# Wie kann man Media Player 9 "CurrentDatabase_59R.wmdb" lesen?



## Kaison (29. Dezember 2003)

Hallo zusammen,

nach diversen Stunden erfolgloser suche im WWW wende ich mich an Euch.

Beim Media Player 9 gibt es die Datenbank CurrentDatabase_59R.wmdb, in welcher angeblich alle Daten (Songs, Interpret, etc.) des Media Players gespeichert werden. 
Diese Daten möchte ich gerne anderweitig benutzen. 
Frage: Wie kann ich die CurrentDatabase_59R.wmdb auslesen/exportieren/öffnen?

Freue mich auf Euren Tip und sage schon jetzt Tausend Dank.

Viele Grüße

Kai


----------



## zeromancer (30. Dezember 2003)

Ich hab echt keine Ahnung, aber ich vermute mal aufgrund der Dateiendung wmdb, dass man sie evtl. mit MS Access (.mdb) öffnen kann? Läge auch nahe, denn Windows benutzt gerne mal die MS JetEngine (DAO), die Access ebenfalls standardmäßig verwendet.


----------



## Kaison (30. Dezember 2003)

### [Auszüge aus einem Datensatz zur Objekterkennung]

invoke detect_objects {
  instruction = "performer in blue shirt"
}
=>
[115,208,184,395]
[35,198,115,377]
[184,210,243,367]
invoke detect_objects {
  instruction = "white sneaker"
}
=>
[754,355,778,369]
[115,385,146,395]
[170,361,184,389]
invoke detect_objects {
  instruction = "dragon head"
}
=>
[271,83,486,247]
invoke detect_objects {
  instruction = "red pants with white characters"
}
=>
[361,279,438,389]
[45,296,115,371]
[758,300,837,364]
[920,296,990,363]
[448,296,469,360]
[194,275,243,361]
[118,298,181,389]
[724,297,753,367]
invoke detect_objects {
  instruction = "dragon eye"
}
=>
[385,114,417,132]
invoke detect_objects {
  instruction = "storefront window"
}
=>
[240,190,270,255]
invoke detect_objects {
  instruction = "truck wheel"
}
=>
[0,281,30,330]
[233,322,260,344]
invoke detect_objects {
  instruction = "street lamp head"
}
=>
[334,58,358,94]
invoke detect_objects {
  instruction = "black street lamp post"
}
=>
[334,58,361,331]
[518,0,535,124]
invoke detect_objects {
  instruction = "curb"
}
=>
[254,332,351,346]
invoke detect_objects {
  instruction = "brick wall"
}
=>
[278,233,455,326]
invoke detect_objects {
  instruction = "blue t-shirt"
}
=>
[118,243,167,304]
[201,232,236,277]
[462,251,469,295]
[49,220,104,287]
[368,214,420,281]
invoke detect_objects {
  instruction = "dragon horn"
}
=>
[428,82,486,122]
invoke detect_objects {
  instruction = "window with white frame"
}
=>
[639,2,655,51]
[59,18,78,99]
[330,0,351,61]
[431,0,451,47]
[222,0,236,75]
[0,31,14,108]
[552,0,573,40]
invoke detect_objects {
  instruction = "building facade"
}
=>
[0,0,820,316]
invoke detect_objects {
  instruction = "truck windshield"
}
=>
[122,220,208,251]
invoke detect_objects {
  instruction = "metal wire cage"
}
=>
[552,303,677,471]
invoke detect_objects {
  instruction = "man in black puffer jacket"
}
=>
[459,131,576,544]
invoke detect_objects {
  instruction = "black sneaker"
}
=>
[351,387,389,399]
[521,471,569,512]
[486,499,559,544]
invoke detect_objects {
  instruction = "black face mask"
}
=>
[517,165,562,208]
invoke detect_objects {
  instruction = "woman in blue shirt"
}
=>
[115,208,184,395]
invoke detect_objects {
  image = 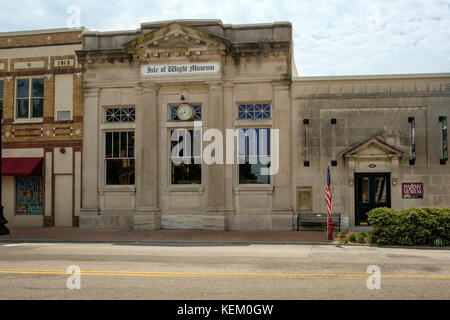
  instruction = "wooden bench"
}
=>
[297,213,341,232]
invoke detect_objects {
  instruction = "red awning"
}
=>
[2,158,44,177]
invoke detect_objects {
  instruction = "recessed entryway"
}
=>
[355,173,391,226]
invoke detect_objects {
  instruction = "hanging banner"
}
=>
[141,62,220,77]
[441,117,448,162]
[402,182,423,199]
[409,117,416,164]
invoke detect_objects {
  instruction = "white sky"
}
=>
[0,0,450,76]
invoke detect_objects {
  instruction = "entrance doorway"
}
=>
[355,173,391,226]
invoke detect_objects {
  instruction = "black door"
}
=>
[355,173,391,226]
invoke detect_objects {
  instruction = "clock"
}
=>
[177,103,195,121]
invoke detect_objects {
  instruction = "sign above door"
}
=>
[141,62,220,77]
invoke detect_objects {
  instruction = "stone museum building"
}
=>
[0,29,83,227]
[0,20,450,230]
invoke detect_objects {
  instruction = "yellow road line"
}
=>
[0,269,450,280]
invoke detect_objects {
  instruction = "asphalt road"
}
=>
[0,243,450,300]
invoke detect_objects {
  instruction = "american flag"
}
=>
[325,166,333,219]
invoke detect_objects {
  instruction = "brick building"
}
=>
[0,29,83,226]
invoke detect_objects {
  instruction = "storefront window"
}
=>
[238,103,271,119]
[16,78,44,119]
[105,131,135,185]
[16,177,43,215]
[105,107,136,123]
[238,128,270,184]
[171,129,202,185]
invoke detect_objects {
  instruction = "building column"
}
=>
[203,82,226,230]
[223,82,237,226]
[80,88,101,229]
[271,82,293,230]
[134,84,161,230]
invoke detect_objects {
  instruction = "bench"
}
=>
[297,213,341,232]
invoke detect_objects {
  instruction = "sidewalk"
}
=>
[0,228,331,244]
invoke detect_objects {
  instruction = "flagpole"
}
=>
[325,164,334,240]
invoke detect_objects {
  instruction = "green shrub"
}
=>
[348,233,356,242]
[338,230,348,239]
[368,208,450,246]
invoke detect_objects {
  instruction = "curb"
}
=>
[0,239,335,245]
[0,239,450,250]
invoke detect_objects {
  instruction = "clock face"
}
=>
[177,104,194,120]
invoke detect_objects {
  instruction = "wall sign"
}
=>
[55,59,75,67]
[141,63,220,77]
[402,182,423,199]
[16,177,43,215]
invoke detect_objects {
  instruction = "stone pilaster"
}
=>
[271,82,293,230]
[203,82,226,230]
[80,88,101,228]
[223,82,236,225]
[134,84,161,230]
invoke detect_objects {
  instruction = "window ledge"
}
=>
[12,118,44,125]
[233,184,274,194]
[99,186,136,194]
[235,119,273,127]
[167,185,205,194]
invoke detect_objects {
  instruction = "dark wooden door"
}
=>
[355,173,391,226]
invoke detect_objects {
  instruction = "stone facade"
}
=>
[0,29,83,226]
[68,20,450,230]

---

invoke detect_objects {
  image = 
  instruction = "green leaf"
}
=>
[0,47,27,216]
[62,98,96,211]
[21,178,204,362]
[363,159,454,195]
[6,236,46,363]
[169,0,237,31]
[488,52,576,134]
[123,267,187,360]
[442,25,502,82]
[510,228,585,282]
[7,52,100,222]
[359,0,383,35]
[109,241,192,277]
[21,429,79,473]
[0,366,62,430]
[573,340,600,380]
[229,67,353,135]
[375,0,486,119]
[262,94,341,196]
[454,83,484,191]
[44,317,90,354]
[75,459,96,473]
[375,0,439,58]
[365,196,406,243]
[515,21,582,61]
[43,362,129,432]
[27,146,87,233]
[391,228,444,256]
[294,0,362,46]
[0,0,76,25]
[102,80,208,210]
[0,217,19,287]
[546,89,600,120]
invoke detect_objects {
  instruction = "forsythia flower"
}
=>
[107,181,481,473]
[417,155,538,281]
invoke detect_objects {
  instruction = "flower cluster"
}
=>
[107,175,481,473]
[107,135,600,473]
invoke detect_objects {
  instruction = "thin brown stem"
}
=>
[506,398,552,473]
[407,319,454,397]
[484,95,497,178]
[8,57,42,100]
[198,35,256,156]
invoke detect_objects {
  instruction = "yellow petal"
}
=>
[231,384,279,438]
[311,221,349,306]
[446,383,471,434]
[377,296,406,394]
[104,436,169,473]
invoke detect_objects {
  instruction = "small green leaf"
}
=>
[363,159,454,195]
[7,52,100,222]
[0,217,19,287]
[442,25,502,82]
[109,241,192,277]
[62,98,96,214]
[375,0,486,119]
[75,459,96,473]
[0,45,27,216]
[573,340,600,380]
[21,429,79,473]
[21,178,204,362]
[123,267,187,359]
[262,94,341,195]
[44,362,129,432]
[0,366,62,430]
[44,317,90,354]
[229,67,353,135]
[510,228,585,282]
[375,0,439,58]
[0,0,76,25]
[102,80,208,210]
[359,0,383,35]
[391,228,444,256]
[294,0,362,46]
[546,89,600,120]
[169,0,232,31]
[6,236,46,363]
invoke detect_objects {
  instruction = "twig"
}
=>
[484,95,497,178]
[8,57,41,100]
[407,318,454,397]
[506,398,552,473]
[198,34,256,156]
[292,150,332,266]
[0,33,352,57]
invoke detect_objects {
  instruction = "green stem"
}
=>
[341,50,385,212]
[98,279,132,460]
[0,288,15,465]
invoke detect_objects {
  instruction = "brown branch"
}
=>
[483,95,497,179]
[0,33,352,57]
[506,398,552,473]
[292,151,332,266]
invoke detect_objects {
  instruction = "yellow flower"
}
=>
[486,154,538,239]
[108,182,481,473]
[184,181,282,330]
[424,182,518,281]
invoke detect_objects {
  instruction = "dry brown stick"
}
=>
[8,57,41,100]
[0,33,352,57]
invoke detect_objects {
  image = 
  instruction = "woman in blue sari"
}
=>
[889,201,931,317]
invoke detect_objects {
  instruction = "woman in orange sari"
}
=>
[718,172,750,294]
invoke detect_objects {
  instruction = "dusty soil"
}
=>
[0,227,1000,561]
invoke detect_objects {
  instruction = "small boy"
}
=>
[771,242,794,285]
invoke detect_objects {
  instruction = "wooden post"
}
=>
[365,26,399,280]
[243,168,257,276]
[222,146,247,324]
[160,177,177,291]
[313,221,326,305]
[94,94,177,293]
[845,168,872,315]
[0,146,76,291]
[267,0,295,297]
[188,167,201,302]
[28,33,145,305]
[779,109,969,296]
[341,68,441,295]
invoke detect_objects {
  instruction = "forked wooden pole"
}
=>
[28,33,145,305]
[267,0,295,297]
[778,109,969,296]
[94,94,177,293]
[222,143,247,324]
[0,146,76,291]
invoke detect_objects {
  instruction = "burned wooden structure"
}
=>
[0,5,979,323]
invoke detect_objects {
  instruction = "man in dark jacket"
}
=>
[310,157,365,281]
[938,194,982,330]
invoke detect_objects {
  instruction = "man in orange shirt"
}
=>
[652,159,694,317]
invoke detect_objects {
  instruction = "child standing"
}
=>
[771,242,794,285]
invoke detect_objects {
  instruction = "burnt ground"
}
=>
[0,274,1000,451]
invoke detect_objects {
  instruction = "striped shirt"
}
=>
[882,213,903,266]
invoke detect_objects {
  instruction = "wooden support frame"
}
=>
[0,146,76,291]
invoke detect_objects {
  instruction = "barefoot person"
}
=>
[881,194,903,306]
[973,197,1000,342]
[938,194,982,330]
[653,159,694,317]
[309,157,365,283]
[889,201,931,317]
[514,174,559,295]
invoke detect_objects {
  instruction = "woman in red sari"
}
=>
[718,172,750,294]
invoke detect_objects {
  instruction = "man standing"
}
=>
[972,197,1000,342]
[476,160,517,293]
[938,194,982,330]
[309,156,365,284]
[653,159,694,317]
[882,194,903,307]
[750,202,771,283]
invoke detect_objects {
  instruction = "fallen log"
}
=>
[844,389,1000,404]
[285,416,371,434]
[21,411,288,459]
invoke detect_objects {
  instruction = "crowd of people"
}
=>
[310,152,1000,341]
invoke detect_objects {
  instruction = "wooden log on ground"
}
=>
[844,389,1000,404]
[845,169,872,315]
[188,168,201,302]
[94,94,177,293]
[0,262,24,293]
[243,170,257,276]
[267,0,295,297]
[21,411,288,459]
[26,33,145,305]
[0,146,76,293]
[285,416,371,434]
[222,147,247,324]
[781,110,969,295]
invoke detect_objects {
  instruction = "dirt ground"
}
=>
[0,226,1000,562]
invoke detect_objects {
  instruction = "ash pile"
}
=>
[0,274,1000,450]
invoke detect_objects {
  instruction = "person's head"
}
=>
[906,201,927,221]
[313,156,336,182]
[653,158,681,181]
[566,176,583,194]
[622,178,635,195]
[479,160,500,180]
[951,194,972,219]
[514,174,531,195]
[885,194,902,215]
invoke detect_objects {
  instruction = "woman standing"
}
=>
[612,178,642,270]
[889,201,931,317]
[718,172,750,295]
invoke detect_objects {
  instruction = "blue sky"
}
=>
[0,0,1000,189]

---

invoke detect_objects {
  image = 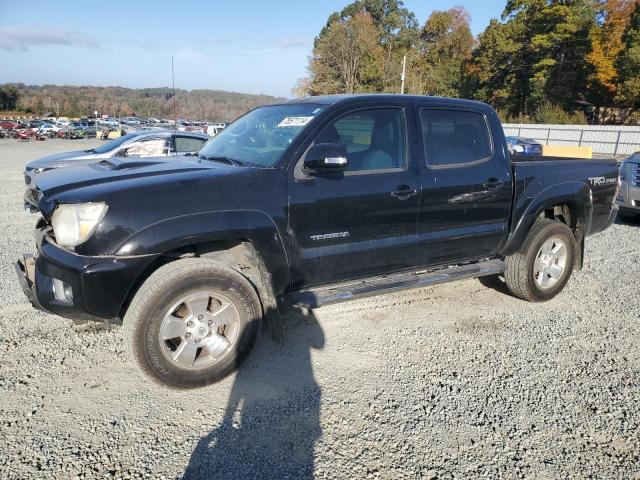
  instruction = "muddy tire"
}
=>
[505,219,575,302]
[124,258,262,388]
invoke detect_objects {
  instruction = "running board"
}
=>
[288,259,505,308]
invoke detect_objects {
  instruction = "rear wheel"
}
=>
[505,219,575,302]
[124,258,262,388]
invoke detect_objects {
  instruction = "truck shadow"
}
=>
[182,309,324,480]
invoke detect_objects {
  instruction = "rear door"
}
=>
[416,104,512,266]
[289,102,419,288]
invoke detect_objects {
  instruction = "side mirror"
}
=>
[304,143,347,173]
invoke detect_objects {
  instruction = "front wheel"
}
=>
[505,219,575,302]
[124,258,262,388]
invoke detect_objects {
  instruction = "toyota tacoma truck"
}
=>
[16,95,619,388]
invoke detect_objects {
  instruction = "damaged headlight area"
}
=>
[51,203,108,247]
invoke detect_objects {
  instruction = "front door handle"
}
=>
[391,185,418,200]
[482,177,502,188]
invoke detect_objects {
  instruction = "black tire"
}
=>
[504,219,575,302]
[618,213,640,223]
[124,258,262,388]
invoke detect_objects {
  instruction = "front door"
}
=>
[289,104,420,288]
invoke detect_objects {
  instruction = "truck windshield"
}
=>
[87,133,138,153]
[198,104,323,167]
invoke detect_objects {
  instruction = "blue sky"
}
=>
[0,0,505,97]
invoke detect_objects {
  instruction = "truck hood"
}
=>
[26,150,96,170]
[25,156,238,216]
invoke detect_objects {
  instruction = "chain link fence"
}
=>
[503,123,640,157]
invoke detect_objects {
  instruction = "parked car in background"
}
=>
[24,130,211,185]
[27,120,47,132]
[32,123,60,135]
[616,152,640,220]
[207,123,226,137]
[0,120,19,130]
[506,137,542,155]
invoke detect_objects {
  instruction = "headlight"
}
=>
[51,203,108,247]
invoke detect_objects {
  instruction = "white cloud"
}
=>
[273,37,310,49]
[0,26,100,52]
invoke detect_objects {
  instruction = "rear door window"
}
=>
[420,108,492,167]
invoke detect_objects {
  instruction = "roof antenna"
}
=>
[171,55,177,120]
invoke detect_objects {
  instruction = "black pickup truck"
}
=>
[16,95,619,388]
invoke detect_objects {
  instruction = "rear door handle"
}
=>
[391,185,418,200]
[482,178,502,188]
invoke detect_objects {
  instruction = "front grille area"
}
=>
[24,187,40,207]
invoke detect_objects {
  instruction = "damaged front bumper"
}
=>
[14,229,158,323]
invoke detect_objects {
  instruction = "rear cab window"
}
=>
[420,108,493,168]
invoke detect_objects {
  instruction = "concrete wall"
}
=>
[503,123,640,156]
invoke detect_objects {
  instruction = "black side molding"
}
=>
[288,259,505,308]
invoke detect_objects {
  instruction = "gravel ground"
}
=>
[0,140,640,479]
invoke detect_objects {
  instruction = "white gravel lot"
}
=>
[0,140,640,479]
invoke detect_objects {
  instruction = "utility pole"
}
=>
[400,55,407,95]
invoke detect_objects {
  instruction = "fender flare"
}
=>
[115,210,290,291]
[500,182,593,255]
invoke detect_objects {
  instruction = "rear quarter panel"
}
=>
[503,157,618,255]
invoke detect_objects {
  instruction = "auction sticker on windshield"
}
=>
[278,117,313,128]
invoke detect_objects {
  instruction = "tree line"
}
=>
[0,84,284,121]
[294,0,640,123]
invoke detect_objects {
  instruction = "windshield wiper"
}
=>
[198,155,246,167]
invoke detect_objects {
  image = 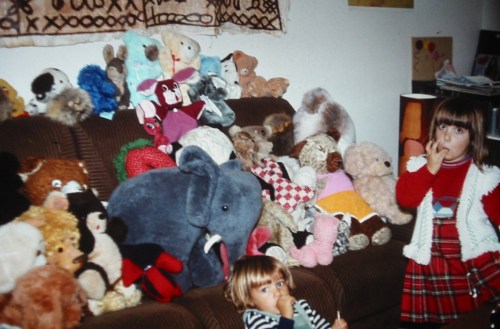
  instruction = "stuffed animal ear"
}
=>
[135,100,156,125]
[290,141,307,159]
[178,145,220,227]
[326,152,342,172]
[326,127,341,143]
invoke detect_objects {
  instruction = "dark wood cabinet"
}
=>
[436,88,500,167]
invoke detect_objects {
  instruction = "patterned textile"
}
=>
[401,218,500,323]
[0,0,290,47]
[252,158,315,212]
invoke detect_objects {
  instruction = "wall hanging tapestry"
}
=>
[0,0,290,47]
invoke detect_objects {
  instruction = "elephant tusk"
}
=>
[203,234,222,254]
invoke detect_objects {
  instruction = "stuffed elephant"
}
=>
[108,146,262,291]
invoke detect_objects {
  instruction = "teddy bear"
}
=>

### [Aufgaben zur Übung]
1: Welche Verben nennt der Fragesteller im Thread zur Media-Player-Datenbank durch Schrägstriche getrennt in seiner Frage? Zähl alle auf.
2: Schreib aus dem Thread zur Media-Player-Datenbank alles von "Ich hab echt" bis hinunter zu "ebenfalls standardmäßig verwendet." noch einmal ab und tausche dabei "MS Access" gegen "Microsoft Access" aus.
3: Nimm den Thread zur Media-Player-Datenbank dort auf, wo er aufhört, und schreib ihn weiter.

### [Lösungen der Reihe nach]
1: auslesen, exportieren, öffnen

2:
Ich hab echt keine Ahnung, aber ich vermute mal aufgrund der Dateiendung wmdb, dass man sie evtl. mit Microsoft Access (.mdb) öffnen kann? Läge auch nahe, denn Windows benutzt gerne mal die MS JetEngine (DAO), die Access ebenfalls standardmäßig verwendet.

3:
Leider kann MS Access nichts mit der WMDB Datei Anfangen!

Trotzdem vielen Dank.

Die Frage bleibt offen: wie kann ich die CurrentDatabase_59R.wmdb auslesen/exportieren/öffnen?

Gruß

Kai Gutzeit


----------



## zeromancer (30. Dezember 2003)

Dann vielleicht mal mit reinem SQL auf die Datei zugreifen

SELECT * FROM file

?


----------



## MMMEC (17. August 2005)

Hi,

must nur ein kleines Plugin runterladen.
Entweder den Liabary Export oder den Media Info Export.
Über den Link findest du beide.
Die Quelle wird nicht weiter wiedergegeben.